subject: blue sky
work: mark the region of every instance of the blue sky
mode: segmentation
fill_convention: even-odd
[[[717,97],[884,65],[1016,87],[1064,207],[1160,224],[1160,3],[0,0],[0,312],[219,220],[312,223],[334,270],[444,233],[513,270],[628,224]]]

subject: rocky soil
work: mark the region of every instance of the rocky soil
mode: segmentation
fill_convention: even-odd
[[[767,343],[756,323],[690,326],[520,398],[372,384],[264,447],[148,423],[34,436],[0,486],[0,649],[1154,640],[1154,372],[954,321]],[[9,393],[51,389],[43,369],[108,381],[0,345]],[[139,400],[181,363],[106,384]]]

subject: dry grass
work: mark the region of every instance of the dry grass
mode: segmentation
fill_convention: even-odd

==

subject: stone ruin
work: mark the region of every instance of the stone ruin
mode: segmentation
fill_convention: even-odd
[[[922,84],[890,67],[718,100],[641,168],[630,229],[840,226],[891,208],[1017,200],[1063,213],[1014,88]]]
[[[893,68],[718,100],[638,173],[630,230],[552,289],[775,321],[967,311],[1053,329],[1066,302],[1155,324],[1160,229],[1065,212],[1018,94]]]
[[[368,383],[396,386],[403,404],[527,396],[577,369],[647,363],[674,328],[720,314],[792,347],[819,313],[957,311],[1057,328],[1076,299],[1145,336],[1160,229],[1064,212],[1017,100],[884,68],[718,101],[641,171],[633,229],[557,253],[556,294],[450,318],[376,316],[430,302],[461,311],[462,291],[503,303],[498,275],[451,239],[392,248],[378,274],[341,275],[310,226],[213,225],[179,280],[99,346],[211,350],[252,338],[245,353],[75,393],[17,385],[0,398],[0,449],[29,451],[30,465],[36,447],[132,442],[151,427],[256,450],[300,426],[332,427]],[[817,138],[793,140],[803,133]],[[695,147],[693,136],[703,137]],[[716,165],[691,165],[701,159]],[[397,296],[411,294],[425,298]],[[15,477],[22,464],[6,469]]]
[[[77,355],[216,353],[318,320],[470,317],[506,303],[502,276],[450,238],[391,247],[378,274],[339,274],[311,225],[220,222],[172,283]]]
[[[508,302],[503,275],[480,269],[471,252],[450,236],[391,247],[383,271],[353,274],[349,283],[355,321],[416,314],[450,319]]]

*Problem details*.
Return every line of the listing that contains the string "ruin", copying each line whole.

*Written response*.
subject: stone ruin
work: mark the region of every instance of the stone ruin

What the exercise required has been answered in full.